Quantcast

Meditation on the Decalogue

The Decalogue, or Ten Commandments, was written on the stone tablets given to Moses on Mount Sinai as he led the Israelites out of Egypt (Exod. 20:3–17; Deut. 5:6–22). When Quaker or Friend is mentioned, the Decalogue is not the first thing that pops into one’s mind. But I believe these ancient teachings are at the root of our testimonies, and are far more than a bland set of rules. Is it possible that the ancient Hebrews summarized the crux of human problems in ten simple ideas? Can Friends identify any area of human stumbling that would not have been addressed in the Ten Commandments?

I am struck by the symmetry of the first and the last five commandments. The first five deal with the proper human relationship with God, the subsequent five with inter‐human relationships.

In the first five commandments, the ancient Hebrews understood that the human‐God relationship was a complex one that required some elaboration, no less than half the Decalogue. It wasn’t enough to state merely, as in the first commandment: “You shall have no other Gods to rival me” (quotations from the New Jerusalem Bible).

The second commandment adds that nothing shall be manufactured on earth that can be put before attention to God. Current examples of our failure to comply are adulation of cell phones and other electronic gadgetry and faith in material progress and utopia that are promised by every ideology of the political spectrum. The third commandment sees a future in which humans could misuse the name of God, even to the point of breaking any number of the last five commandments: “You shall not misuse the name of Yahweh your God, for Yahweh will not leave unpunished anyone who misuses his name.” How much violence has been done in God’s name in recent memory?

DIRECTION A.
In the meditation on the Decalogue, what do the first five commandments deal with?
DIRECTION B.
Write out everything in the meditation on the Decalogue from "The Decalogue, or" down to "the Ten Commandments?".

RECORD SET.
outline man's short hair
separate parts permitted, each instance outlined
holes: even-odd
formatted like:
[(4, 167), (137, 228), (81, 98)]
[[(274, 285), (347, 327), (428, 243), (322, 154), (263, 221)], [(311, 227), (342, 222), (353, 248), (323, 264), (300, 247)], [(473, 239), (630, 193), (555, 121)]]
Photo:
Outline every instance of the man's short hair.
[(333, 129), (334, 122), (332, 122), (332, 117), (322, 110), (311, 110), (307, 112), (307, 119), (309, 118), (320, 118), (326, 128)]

OUTPUT A.
The proper human relationship with God.

OUTPUT B.
The Decalogue, or Ten Commandments, was written on the stone tablets given to Moses on Mount Sinai as he led the Israelites out of Egypt (Exod. 20:3–17; Deut. 5:6–22). When Quaker or Friend is mentioned, the Decalogue is not the first thing that pops into one’s mind. But I believe these ancient teachings are at the root of our testimonies, and are far more than a bland set of rules. Is it possible that the ancient Hebrews summarized the crux of human problems in ten simple ideas? Can Friends identify any area of human stumbling that would not have been addressed in the Ten Commandments?